■ **DATASET EXTRACT**:
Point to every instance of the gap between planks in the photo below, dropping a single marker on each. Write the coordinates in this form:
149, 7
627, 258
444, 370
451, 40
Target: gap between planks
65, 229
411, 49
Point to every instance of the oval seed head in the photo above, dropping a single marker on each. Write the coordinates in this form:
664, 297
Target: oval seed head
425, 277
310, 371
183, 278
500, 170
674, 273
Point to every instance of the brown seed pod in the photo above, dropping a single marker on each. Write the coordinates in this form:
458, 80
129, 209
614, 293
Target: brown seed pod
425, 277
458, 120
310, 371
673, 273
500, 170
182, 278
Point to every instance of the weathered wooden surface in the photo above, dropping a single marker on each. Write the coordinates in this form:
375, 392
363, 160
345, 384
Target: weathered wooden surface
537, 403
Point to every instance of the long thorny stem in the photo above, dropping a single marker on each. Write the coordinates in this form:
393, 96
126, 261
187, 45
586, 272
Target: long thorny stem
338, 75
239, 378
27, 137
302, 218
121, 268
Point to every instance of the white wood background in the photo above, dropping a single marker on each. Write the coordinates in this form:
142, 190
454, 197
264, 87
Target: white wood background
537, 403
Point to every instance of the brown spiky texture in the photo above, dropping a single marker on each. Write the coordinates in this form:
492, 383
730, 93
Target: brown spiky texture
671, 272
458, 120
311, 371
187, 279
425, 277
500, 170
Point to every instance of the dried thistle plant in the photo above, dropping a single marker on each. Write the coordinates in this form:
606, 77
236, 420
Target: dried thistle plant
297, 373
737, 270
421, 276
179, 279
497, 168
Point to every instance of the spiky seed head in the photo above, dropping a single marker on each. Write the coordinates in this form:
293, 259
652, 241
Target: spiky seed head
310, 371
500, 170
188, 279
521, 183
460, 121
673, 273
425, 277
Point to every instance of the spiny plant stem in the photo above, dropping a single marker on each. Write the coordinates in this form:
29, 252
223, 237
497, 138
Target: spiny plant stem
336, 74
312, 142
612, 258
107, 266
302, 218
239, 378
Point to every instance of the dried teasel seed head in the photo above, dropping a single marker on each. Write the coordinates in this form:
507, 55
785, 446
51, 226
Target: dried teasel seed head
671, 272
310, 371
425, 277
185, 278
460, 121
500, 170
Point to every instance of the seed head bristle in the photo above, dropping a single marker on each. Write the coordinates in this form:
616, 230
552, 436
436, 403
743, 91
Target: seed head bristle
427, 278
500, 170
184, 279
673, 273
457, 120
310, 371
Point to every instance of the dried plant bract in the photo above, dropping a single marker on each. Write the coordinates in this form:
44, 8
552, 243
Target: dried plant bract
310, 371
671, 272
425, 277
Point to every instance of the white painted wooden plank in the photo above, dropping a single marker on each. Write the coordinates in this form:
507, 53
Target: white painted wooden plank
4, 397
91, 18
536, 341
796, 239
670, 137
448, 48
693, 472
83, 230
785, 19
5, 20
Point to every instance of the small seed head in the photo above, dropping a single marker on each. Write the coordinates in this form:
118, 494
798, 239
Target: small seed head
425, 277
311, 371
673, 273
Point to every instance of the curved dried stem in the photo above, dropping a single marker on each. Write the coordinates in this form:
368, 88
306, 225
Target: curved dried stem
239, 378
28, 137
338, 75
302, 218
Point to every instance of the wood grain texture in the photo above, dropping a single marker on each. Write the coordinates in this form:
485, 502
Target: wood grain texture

■ **TASK**: Reproduce the listing verbatim, starting at the line that contains "Point to every instance of the curved" and continuing through the final line of the listing.

■ **TASK RESULT**:
Point to every instance of the curved dried stem in the photo above, dropping a single marker on each. Write the coordinates in this form:
368, 88
306, 225
Target: curved dried stem
239, 378
28, 137
338, 75
302, 218
Point to every instance of the wood grain texture in the photo above, dropping a single marker on each. Write the coordinates in this form:
485, 502
Target: wood grain texture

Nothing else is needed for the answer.